◆ SHORT PROBLEM 1:
In the records below, begin at the line containing "TARGET: van rear door" and continue to the end of the records. Give those lines as a JSON list of strings, one string per line, with blank lines omitted.

◆ EXTRACT:

■ ■ ■ ■ ■ ■ ■

You know, sometimes I give short shrift to meddlesome lawmakers and busy-body bureaucrats, merely harping on them for their unnecessary interventions instead of recognizing them for their creativity. Sometimes statists need love, too. For instance, the Virginia legislature should be congratulated for spending state time and money
making themselves relevant where the market place had made them irrelevant. Last February, the assembly passed a smoking ban, thereby depriving business owners of the right to make decisions about how to run the businesses they own, and depriving patrons of a choice between smoking and non-smoking establishments. Good thing, too, because the market place, responding to customer predilections as it's wont to do, had just about licked the "problem" the legislature sought to solve:

By February, when the legislature finally passed the ban after years of lobbying by anti-smoking advocates, about 66 percent of restaurants had already gone smoke-free in response to customer demand. A week ago, that proportion was about 75 percent.

■ ■ ■ ■ ■ ■ ■

◆ RECORDS FOR THIS TASK:

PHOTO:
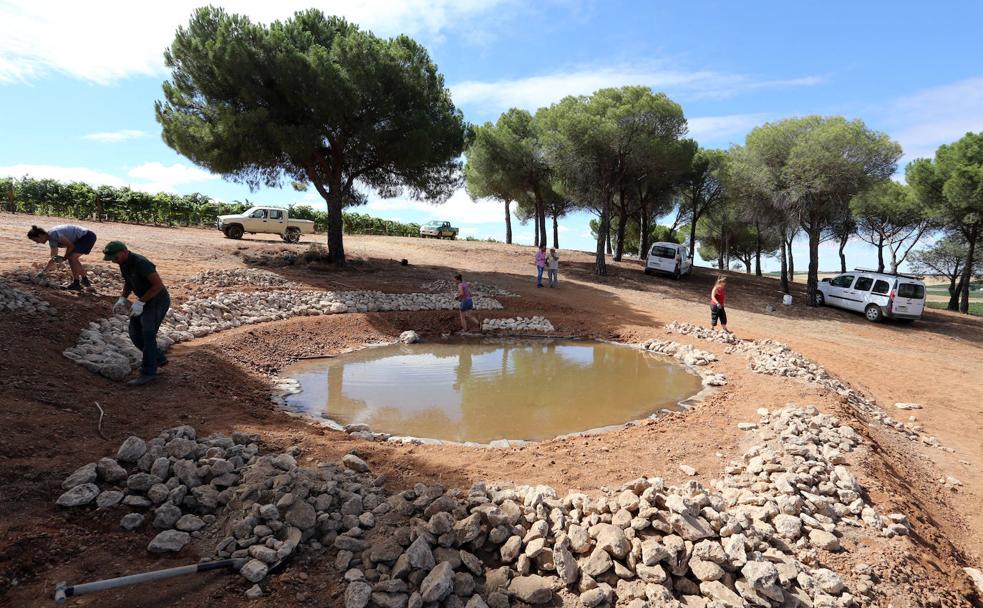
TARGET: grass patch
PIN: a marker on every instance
(975, 308)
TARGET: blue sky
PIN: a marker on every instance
(78, 80)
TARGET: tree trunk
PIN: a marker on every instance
(843, 240)
(643, 233)
(542, 226)
(791, 261)
(971, 238)
(508, 224)
(336, 247)
(600, 268)
(692, 234)
(757, 249)
(812, 281)
(880, 254)
(785, 288)
(620, 237)
(954, 291)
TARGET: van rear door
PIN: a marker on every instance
(909, 299)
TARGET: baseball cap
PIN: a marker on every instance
(111, 249)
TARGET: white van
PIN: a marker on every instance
(878, 295)
(669, 258)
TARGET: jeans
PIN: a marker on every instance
(143, 332)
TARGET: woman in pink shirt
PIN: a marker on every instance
(717, 296)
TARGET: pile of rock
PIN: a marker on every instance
(777, 359)
(442, 285)
(101, 276)
(21, 302)
(711, 335)
(175, 479)
(240, 277)
(756, 543)
(104, 347)
(512, 324)
(683, 352)
(281, 506)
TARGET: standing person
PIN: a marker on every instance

■ ■ ■ ■ ■ ■ ■

◆ SHORT PROBLEM 2:
Based on the piece on Virginia's smoking ban above, decide whether each statement agrees with it: (a) The Virginia assembly passed its smoking ban last February. (b) When the ban passed, about half of restaurants had already gone smoke-free. (c) A week ago, roughly three quarters of restaurants were smoke-free. For each, answer yes or no and quote the words that settle it.

◆ WRITTEN REPLY 1:
[
  "TARGET: van rear door",
  "PIN: a marker on every instance",
  "(909, 299)",
  "TARGET: baseball cap",
  "PIN: a marker on every instance",
  "(111, 249)",
  "TARGET: white van",
  "PIN: a marker on every instance",
  "(878, 295)",
  "(669, 258)",
  "TARGET: jeans",
  "PIN: a marker on every instance",
  "(143, 332)",
  "TARGET: woman in pink shirt",
  "PIN: a marker on every instance",
  "(717, 296)",
  "TARGET: pile of rock",
  "PIN: a marker on every instance",
  "(777, 359)",
  "(442, 285)",
  "(101, 276)",
  "(21, 302)",
  "(711, 335)",
  "(175, 479)",
  "(240, 277)",
  "(756, 543)",
  "(104, 347)",
  "(512, 324)",
  "(683, 352)",
  "(281, 506)",
  "TARGET: standing person",
  "PIN: a marker on every instance"
]

◆ WRITTEN REPLY 2:
(a) Yes: "Last February, the assembly passed a smoking ban"
(b) No: "about 66 percent of restaurants had already gone smoke-free in response to customer demand"
(c) Yes: "A week ago, that proportion was about 75 percent."